Data records
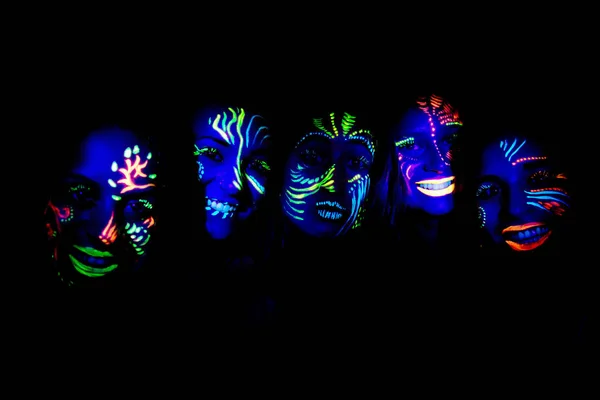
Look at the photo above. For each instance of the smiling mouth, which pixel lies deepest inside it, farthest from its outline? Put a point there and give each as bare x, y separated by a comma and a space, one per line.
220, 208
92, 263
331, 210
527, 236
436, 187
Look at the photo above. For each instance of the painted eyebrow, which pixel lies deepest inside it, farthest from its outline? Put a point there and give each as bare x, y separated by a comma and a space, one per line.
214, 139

- **TASK PROMPT**: Retype exactly, please, only the lines of the entries that run from the one containing "Look at the photo above. For each instance of the painted" to the last.

- **OUTPUT FOR THIS TASK**:
Look at the photo above. For each instance of the painted eyebrow, which pixel lies deepest inside it, farthest from its outline? Put a point there and give each as bare x, y separated by a comma and a space, one per line.
214, 139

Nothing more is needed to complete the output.